■ DATA SUPPLIED ■
------------------------------------------------

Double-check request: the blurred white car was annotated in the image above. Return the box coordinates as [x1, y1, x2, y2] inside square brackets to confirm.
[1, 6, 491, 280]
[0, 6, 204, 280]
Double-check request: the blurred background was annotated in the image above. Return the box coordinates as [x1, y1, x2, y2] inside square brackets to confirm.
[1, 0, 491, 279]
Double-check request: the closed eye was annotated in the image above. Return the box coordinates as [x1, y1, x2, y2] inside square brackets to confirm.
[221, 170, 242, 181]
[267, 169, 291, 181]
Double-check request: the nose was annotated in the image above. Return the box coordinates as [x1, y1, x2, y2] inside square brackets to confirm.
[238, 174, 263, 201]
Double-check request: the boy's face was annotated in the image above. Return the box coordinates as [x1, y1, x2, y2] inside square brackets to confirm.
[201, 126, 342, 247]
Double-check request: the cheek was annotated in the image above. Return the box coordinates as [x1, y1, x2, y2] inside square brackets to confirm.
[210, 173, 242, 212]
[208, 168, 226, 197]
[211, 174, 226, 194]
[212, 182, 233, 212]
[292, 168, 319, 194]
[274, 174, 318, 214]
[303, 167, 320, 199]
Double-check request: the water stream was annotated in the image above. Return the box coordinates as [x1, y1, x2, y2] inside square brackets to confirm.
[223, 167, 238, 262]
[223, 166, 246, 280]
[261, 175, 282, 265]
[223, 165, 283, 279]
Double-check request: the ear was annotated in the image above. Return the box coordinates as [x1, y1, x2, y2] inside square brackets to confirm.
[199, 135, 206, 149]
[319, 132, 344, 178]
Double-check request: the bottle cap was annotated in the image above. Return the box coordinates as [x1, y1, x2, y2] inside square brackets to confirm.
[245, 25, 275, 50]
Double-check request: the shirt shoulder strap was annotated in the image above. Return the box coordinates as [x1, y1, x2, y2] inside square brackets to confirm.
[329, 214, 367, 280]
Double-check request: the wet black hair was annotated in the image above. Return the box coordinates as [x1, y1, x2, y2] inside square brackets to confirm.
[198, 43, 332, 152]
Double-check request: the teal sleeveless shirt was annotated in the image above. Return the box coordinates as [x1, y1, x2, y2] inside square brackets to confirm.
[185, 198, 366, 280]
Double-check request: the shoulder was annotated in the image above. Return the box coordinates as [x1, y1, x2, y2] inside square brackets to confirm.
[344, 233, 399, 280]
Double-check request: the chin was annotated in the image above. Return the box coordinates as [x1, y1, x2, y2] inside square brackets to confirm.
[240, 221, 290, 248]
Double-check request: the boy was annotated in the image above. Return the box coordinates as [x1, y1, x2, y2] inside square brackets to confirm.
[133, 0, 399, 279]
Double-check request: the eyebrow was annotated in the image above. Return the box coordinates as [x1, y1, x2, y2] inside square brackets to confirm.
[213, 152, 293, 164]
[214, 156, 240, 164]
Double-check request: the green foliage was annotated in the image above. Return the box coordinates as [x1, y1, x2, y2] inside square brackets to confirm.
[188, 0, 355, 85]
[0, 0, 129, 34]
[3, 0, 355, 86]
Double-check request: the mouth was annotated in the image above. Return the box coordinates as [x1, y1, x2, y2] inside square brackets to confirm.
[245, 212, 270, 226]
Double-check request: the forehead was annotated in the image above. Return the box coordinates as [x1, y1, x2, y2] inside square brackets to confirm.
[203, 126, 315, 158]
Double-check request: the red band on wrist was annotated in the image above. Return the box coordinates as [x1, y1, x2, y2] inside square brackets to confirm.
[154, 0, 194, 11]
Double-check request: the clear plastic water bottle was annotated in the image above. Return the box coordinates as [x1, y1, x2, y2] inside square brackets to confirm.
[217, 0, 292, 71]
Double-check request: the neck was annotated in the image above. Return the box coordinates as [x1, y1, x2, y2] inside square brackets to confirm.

------------------------------------------------

■ ABOUT THIS EXERCISE ■
Repeat the material exactly. Every line should match.

■ SOLUTION FOR THIS PROBLEM ■
Double-check request: the blurred white car was annotated in the image above. Return the box coordinates as [x1, y1, x2, y2] inside square brackets to confirm.
[1, 6, 491, 280]
[0, 6, 204, 280]
Double-check request: the blurred background was annotated in the image above. Return the box coordinates as [x1, y1, x2, y2] inside square brackets to confirm.
[1, 0, 491, 279]
Double-check request: the closed eye was annotated in the image above. Return the box coordinates as [x1, y1, x2, y2] inside square brackets to confirm.
[221, 170, 242, 181]
[267, 169, 291, 181]
Double-check request: the nose was annotated in the image above. Return the box coordinates as [x1, y1, x2, y2] inside square brackets to confirm.
[238, 174, 263, 201]
Double-check request: the boy's face was annotated in the image above. Return the box coordinates as [x1, y1, x2, y2] inside square brackets to confirm.
[201, 126, 342, 247]
Double-check request: the cheek was annotated in the image above. Return the box coordinates as [x1, y1, x2, y2] inside square brackets to confirm.
[210, 173, 242, 212]
[208, 168, 226, 197]
[211, 174, 226, 194]
[212, 182, 233, 212]
[292, 168, 319, 194]
[274, 174, 318, 214]
[303, 167, 320, 199]
Double-check request: the water stream was annotated in the image above. Return the box coordinates as [x1, y1, x2, y2] inside square brackets to confirm.
[223, 167, 238, 262]
[223, 166, 246, 280]
[261, 175, 282, 265]
[223, 165, 283, 279]
Double-check request: the ear was annotated in the image above. Return the box coordinates as [x1, y1, x2, y2] inside square brackets to confirm.
[199, 135, 206, 149]
[319, 132, 344, 178]
Double-check request: the bottle cap was annotated in the image above. Return the box coordinates as [x1, y1, x2, y2] inside square brackets to confirm.
[245, 25, 275, 50]
Double-check request: the shirt shoulder strap was annotated in the image above. Return the box coordinates as [x1, y1, x2, y2] inside square brackets to confirm.
[329, 214, 367, 280]
Double-check request: the wet black hair was annotated in the image above. Return the box coordinates as [x1, y1, x2, y2] inside square brackets to confirm.
[198, 43, 332, 152]
Double-check request: the teal sleeveless shirt was annotated in the image above. Return the box coordinates as [x1, y1, x2, y2] inside square brackets to confirm.
[185, 198, 366, 280]
Double-check request: the shoulder was annotated in the image above. Return the box coordinates as [x1, y1, x2, y2] inside square brackets to confirm.
[344, 233, 399, 280]
Double-check request: the chin was annotated in the image above. Return the box coordinates as [x1, y1, x2, y2] inside square brackets to confirm.
[240, 221, 290, 248]
Double-check request: the boy was annotated in the image above. Return the box coordinates as [x1, y1, x2, y2] inside square brackets to confirm.
[133, 0, 399, 279]
Double-check request: the eyebrow was annotated in the image above. Return the box coordinates as [x1, y1, x2, y2] inside square brackets to confirm.
[213, 152, 293, 164]
[214, 156, 240, 164]
Double-check request: the green foliage was annotated in the image above. Return the box coordinates as [x1, y1, x2, y2] inside square brackets to confirm.
[188, 0, 355, 85]
[0, 0, 129, 34]
[3, 0, 355, 86]
Double-check request: the mouth was annotated in the image above. Return the box coordinates as [x1, y1, x2, y2] inside square brackets to confirm.
[245, 212, 270, 226]
Double-check request: the forehead was annotated in the image above. Return the box coordinates as [x1, y1, x2, y2] inside square brackets to confirm.
[203, 126, 315, 158]
Double-check request: the red band on wrist was annotated in the image above. Return the box coordinates as [x1, y1, x2, y2] inside square brackets to confirm.
[154, 0, 194, 11]
Double-check request: the clear plastic water bottle was annotated in the image above. Return the box coordinates as [x1, y1, x2, y2] inside square brackets to confirm.
[217, 0, 292, 71]
Double-check request: the neck was annotated in the image above. Return the box coordinates as [x1, y1, x2, y2] inside square brackets to confirm.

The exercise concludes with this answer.